Saved data entries
·····
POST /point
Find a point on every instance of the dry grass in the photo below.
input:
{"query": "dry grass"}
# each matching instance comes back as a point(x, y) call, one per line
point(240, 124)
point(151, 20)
·····
**AIM OF THE EXERCISE:** Show the lines of the records above that mention "grass".

**EXPECTED ANSWER:**
Find a point on every instance of the dry grass in the photo below.
{"query": "dry grass"}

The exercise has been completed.